Set problem 1: In the updateMany pull request thread, reproduce the part that opens with the words containing "I think it makes" and closes with "of the tree.".
Set problem 2: Shorten the paragraph of the updateMany pull request thread that begins "This PR contains an implementation of a method" into a bulleted list that keeps its main facts.
Set problem 3:
Answer these questions using the updateMany pull request thread:
(a) Which issue does the pull request close?
(b) Which command did the author run without getting any errors?
(c) In the comment on time complexity, what does n stand for?

Quoted text:
Implemented updateMany method as required in issue #117

[ChinoCribioli]

Description

This PR contains an implementation of a method that enables the user to update many leaves of the tree at once, with the restriction of those leaves being already in the tree. That is, the method doesn't insert new elements in the tree and throws an error when trying this.

Additionally, I included a test suite that checks the method behaves as expected and a short description of the method in its declaration.

Related Issue(s)

Closes #117

Other information

The proof of why the new method implementation doesn't improve worst-case time complexity compared with the naive approach is not trivial, and I didn't include it in the method description because it would take several lines. But I can write it down to include it in the LeanIMT paper if desired.

Checklist

• My code follows the style guidelines of this project
• I have performed a self-review of my code
• I have commented my code, particularly in hard-to-understand areas
• My changes generate no new warnings
• I have run yarn style without getting any errors
• I have added tests that prove my fix is effective or that my feature works
• New and existing unit tests pass locally with my changes

[cedoor]

@ChinoCribioli thanks for this PR 👍🏽

The proof of why the new method implementation doesn't improve worst-case time complexity compared with the naive approach is not trivial, and I didn't include it in the method description because it would take several lines. But I can write it down to include it in the LeanIMT paper if desired.

I think it makes sense to add this info to the function. No worries if it needs several lines.

[vplasencia]

Hey @ChinoCribioli great work! Thank you very much.

I just left some comments.

[vplasencia]

Re the time complexity of the algorithm.

n: Number of leaves of the tree.

I think that the worst case for updating multiple elements at once is to update all the leaves. Then the number of possible leaves to update is bounded by n.

Data rows:
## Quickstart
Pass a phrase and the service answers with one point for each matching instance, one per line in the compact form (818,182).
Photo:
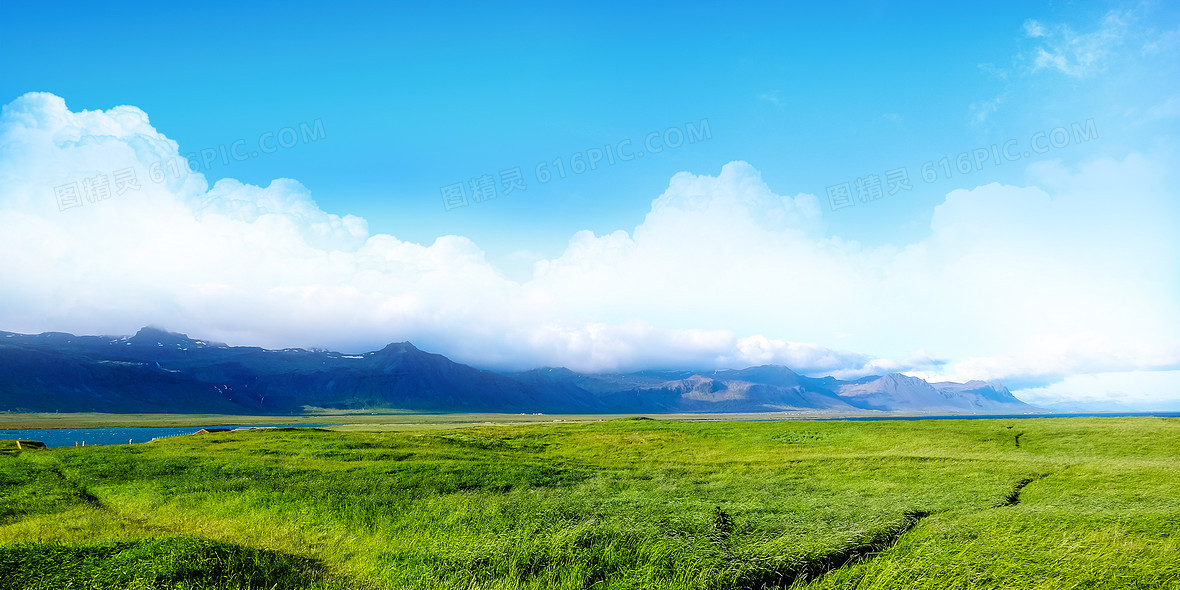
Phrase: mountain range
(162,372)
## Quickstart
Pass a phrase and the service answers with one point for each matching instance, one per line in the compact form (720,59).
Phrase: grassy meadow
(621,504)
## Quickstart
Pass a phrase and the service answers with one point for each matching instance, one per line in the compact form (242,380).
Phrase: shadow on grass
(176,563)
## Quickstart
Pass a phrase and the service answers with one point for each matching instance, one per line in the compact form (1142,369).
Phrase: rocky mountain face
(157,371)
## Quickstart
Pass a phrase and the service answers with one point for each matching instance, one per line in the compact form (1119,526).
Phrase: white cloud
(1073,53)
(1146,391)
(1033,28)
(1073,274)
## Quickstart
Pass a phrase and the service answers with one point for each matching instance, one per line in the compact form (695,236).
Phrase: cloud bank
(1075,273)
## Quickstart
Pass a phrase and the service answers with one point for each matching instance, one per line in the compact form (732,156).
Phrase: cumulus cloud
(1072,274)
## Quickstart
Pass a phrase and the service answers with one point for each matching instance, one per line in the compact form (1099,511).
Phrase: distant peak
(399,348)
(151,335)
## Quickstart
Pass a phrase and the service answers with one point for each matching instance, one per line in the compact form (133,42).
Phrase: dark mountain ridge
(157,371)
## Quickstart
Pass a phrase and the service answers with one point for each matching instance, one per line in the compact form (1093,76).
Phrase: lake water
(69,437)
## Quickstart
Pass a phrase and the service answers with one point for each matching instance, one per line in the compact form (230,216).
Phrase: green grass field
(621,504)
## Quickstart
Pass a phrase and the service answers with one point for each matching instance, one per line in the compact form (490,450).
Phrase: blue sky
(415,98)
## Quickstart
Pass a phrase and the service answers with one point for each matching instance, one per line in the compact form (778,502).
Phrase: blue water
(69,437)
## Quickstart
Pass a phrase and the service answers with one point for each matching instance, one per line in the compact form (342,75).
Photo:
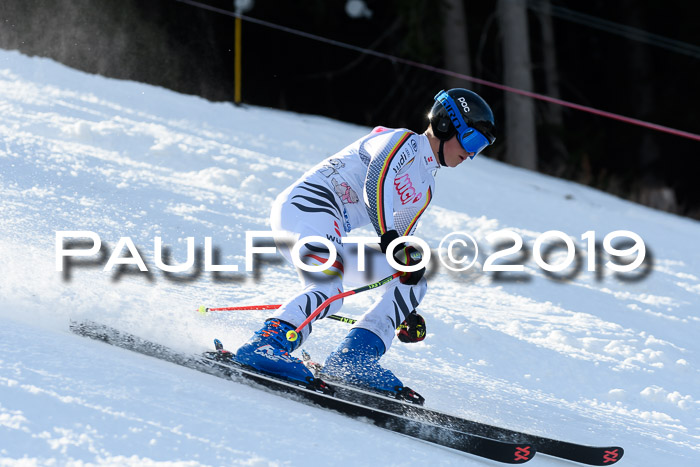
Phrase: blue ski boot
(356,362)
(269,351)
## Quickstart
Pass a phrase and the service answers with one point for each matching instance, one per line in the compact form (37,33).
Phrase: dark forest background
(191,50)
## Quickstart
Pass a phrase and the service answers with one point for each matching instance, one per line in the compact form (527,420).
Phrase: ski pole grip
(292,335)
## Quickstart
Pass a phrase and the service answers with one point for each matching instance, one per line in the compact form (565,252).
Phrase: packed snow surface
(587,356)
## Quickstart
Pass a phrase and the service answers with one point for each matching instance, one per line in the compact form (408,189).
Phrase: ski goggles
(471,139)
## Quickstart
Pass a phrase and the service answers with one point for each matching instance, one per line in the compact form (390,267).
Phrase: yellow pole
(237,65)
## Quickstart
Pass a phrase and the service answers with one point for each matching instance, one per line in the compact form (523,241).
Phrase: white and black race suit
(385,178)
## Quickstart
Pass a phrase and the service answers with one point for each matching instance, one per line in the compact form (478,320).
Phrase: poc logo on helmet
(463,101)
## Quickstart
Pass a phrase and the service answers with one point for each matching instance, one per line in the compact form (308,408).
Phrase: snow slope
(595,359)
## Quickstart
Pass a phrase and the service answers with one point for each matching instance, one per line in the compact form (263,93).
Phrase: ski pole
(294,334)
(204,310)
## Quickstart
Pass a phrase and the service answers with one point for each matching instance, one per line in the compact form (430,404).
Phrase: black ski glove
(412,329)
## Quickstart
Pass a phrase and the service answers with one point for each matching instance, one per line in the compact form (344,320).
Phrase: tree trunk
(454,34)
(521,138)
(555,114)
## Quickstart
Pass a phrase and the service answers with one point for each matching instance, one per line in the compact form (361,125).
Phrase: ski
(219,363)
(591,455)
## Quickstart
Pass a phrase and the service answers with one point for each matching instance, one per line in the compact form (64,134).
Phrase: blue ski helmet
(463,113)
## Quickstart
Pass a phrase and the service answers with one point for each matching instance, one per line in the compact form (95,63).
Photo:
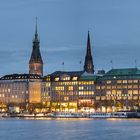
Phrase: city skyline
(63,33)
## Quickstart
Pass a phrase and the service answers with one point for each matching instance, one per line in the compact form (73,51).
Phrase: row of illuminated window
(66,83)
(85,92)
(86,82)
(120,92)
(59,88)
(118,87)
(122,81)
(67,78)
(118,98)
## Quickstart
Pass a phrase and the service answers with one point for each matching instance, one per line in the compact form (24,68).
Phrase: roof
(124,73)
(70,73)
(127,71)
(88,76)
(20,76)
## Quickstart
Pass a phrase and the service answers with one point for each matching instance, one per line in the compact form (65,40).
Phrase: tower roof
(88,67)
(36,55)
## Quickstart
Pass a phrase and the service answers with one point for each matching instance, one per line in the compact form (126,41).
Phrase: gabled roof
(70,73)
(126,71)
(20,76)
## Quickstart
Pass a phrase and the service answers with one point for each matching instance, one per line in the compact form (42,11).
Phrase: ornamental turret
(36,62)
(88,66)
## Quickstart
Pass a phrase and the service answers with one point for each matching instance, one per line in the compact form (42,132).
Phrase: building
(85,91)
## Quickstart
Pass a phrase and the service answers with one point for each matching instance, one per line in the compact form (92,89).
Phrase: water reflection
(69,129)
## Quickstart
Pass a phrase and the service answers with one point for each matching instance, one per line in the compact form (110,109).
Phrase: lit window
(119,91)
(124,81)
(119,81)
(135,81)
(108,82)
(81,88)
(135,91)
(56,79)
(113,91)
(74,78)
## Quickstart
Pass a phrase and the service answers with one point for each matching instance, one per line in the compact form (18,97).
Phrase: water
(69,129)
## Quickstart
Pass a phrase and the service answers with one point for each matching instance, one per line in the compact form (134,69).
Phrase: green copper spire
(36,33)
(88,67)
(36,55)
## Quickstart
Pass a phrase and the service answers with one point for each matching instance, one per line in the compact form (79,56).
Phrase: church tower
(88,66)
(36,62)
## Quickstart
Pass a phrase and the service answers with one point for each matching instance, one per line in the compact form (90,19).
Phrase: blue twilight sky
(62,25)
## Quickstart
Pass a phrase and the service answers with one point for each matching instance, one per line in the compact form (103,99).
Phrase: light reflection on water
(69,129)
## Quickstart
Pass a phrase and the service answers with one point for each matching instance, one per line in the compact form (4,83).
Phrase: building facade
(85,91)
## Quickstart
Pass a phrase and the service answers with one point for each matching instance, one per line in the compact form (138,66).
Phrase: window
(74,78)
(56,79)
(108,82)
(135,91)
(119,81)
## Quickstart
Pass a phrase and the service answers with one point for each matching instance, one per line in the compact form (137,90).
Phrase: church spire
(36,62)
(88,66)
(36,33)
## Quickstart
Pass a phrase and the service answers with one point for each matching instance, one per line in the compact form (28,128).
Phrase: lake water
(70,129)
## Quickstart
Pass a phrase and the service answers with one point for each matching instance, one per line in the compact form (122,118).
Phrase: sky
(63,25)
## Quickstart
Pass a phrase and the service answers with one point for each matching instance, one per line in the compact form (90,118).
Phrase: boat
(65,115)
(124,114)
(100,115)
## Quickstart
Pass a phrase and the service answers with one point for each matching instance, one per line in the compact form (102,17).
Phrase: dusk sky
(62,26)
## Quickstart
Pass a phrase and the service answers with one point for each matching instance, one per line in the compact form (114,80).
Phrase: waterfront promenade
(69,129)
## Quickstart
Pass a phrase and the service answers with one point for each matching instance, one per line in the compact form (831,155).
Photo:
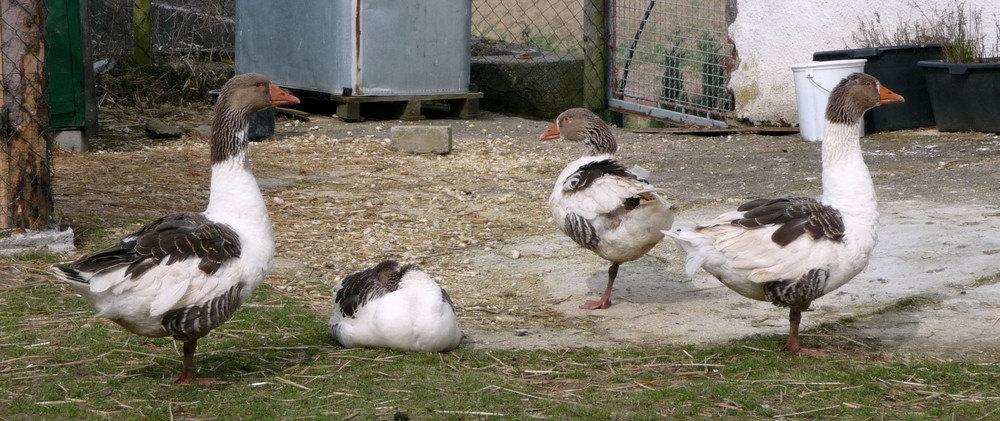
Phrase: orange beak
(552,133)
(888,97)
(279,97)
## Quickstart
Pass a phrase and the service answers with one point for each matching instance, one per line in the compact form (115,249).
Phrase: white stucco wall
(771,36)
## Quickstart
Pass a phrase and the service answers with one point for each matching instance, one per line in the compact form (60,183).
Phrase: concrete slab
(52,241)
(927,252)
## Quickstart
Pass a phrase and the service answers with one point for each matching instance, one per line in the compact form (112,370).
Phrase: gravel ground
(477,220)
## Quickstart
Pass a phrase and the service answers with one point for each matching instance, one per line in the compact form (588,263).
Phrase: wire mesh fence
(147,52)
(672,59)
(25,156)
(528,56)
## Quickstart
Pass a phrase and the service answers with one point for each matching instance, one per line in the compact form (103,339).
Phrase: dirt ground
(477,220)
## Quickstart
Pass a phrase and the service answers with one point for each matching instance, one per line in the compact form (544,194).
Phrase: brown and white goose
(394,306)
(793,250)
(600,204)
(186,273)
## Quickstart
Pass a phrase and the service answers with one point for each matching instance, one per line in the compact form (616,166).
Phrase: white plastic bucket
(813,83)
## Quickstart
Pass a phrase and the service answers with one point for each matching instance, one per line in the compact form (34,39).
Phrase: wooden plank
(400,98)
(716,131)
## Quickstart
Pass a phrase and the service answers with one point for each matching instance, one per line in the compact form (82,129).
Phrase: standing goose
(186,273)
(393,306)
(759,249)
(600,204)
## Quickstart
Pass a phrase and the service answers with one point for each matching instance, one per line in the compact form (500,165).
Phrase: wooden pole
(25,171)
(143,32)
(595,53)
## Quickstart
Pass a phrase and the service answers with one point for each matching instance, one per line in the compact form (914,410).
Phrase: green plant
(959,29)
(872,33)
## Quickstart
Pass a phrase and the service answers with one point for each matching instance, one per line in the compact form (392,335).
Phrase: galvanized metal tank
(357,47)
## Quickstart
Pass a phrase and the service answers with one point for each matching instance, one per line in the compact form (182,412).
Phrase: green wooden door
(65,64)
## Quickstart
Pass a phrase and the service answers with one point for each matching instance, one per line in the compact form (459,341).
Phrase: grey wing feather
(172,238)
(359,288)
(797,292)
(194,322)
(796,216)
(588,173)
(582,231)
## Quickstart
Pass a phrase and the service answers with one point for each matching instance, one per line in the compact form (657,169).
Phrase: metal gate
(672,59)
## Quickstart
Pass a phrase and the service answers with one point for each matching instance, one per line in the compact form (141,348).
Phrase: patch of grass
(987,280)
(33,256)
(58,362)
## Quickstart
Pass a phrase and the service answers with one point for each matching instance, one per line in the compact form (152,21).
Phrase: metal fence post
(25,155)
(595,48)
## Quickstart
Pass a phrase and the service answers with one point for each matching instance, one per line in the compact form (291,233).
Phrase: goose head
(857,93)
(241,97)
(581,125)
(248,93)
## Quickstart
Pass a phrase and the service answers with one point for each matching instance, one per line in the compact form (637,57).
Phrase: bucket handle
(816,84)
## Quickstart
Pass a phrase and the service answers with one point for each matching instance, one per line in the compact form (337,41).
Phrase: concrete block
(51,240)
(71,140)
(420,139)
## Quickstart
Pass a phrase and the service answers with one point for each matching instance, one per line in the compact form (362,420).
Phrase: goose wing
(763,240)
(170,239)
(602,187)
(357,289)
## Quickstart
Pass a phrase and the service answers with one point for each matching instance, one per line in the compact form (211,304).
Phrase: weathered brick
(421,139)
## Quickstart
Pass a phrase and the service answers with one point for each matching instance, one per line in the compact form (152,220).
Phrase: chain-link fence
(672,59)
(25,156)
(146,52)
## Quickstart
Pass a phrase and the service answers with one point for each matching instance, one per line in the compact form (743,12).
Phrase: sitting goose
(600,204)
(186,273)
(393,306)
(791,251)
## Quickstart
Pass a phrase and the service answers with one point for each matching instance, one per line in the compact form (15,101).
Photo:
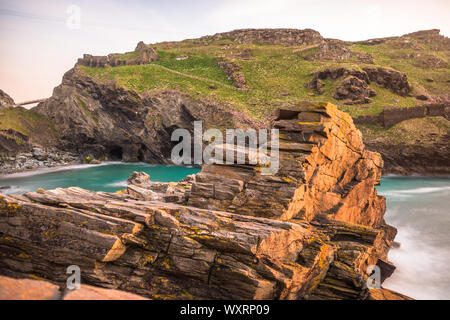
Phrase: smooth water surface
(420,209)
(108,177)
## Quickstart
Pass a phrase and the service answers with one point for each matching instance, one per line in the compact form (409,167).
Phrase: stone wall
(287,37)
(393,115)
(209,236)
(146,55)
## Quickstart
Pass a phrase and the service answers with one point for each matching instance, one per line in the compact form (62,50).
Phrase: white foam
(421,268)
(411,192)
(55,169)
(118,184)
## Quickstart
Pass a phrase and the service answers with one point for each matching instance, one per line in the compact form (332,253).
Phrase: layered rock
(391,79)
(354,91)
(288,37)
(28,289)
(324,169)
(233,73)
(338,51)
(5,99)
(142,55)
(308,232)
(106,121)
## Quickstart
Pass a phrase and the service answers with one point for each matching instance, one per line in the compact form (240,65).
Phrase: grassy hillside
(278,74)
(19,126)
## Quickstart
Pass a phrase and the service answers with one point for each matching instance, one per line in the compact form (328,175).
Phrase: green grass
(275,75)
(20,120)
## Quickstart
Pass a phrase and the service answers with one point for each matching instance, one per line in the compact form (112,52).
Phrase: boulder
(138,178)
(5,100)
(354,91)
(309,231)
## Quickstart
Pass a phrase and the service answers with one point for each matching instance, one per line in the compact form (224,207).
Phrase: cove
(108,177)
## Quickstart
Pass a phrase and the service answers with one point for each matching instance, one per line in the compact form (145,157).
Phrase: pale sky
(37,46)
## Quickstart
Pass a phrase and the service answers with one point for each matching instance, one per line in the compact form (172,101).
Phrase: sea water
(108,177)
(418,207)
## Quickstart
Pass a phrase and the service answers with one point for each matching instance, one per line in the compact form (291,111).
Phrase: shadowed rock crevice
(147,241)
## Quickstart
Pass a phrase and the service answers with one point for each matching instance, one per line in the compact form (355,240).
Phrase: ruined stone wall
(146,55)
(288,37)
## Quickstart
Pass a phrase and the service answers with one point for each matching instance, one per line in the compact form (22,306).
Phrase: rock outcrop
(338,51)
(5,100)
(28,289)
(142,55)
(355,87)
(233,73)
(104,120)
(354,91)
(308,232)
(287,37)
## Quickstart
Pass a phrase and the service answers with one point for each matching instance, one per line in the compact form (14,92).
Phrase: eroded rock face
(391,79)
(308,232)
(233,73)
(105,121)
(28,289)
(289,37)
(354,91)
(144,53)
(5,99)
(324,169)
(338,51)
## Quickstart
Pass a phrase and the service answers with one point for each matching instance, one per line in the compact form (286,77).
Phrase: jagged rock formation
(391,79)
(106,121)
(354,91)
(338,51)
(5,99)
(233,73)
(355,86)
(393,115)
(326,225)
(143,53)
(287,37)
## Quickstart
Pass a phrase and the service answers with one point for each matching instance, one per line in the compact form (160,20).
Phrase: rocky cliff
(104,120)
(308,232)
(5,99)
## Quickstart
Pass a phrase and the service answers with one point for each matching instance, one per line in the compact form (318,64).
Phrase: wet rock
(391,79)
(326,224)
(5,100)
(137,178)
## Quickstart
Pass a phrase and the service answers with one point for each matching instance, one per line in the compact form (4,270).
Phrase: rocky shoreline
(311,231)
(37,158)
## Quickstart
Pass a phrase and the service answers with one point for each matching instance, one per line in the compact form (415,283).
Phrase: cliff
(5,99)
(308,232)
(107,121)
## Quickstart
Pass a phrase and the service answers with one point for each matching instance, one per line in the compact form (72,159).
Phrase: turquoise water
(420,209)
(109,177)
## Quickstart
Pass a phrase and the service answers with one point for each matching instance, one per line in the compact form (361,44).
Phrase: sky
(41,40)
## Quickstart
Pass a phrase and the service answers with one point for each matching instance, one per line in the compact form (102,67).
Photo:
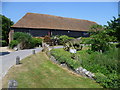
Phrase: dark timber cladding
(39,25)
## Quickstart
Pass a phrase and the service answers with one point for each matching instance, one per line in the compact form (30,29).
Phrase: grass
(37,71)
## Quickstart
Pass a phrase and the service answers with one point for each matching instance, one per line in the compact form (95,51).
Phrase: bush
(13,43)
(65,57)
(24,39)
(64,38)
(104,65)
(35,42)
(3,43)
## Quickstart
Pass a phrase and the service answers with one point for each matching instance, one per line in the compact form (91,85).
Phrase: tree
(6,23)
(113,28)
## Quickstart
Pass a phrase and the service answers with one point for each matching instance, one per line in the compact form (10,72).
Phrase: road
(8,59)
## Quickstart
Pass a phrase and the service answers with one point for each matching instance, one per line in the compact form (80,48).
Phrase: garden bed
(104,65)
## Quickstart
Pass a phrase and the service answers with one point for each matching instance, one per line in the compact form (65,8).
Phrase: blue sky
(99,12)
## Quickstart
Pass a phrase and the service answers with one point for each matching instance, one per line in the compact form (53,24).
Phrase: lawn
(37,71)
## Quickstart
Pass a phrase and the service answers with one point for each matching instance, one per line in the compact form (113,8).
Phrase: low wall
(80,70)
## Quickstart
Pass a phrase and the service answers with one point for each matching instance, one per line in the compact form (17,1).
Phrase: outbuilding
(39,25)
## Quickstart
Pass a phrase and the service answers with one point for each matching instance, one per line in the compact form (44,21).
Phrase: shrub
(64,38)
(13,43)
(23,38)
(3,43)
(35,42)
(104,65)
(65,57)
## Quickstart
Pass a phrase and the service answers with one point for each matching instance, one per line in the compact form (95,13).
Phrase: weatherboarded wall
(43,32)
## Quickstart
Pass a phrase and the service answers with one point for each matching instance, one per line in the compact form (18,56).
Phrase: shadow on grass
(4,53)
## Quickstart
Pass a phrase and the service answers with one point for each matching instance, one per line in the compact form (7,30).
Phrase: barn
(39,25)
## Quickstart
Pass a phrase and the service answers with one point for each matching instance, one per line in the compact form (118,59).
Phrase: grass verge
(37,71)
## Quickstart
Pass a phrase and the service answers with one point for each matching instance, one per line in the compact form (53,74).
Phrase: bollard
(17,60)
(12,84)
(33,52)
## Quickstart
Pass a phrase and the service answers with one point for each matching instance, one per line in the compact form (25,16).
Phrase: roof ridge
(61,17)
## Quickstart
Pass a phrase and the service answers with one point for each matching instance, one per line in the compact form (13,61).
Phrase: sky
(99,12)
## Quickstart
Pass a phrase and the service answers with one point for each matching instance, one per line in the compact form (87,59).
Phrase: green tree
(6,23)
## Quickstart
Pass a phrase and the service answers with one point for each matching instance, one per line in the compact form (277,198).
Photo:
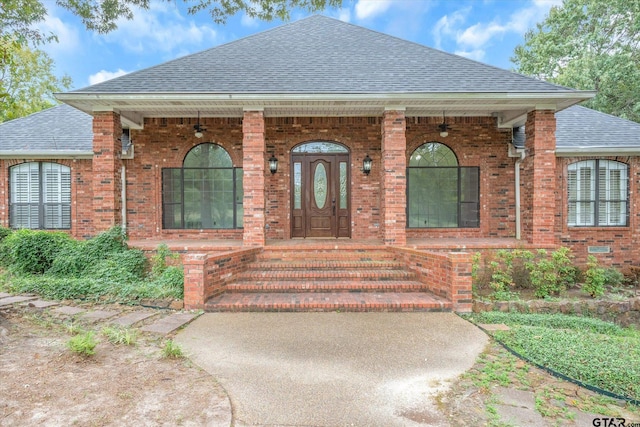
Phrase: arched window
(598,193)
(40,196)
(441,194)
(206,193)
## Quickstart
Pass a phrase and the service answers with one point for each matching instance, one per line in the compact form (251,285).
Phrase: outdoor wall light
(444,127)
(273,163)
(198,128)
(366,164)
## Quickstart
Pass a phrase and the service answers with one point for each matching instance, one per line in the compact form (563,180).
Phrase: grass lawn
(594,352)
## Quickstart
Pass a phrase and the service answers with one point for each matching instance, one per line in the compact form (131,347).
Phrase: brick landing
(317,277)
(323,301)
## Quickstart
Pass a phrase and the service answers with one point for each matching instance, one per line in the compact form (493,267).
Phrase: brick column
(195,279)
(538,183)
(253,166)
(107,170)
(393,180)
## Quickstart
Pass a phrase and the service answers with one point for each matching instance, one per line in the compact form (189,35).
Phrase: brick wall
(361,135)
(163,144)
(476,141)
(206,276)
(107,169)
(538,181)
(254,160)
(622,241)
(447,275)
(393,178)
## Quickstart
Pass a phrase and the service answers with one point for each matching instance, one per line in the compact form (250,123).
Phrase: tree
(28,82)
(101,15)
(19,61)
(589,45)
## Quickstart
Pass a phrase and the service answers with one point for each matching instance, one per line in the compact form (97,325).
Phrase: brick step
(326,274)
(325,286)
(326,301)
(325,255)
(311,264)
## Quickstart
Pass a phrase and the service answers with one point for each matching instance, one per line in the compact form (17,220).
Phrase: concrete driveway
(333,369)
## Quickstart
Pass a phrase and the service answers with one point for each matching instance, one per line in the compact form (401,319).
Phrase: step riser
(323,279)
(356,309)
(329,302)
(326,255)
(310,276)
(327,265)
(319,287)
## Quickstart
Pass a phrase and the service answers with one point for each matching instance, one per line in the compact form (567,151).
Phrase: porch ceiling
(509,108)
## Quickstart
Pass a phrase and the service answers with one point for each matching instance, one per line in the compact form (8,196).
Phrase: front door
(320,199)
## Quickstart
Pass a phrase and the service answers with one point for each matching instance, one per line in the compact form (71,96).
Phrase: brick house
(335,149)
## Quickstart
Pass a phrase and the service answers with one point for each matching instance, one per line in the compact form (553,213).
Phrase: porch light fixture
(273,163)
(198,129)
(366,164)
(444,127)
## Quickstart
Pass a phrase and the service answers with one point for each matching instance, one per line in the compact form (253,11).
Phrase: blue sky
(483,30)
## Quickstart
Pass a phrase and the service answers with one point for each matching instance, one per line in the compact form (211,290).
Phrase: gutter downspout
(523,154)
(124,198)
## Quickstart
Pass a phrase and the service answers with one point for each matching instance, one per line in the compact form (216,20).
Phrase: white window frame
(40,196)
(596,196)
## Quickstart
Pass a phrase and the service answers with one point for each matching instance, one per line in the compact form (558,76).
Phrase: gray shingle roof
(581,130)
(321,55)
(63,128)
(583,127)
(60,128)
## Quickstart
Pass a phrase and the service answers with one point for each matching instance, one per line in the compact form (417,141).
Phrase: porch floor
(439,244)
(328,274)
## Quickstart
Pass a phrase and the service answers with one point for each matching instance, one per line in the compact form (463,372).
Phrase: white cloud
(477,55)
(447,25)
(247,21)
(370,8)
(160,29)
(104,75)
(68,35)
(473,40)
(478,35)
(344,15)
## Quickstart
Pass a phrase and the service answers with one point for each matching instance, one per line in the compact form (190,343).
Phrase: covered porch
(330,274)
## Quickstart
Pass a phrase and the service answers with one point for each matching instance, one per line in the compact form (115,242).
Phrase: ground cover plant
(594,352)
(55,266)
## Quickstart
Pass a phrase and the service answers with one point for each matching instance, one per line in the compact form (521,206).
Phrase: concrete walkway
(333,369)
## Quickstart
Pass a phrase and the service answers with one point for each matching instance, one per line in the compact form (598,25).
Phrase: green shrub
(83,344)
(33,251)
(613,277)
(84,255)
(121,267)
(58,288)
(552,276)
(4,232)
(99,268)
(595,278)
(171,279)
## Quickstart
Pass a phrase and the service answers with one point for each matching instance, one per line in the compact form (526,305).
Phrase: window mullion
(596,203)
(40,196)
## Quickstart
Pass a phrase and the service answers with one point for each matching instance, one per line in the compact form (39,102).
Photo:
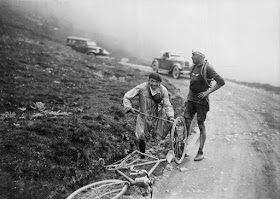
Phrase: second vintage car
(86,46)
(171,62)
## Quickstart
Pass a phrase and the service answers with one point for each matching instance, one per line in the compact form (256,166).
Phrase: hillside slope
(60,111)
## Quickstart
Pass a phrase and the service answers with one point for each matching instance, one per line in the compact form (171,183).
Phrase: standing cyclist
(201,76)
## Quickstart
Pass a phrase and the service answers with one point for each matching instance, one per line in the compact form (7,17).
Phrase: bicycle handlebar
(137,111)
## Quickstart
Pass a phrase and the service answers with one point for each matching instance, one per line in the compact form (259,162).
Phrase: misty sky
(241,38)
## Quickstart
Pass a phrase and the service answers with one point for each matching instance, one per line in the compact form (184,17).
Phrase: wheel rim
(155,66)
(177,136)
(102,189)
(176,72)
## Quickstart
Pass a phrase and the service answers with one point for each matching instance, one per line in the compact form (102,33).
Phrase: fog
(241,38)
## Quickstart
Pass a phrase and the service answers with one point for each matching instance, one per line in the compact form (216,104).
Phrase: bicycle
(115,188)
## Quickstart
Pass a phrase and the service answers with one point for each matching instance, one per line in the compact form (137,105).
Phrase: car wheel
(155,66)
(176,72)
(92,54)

Full response 1:
I think it makes sense to add this info to the function. No worries if it needs several lines.

[vplasencia]

Hey @ChinoCribioli great work! Thank you very much.

I just left some comments.

[vplasencia]

Re the time complexity of the algorithm.

n: Number of leaves of the tree.

Full response 2:
- The PR adds a method that updates many leaves of the tree at once.
- The leaves must already be in the tree.
- The method doesn't insert new elements.
- It throws an error if someone tries to insert new elements.

Full response 3:
(a) Issue #117.
(b) yarn style.
(c) The number of leaves of the tree.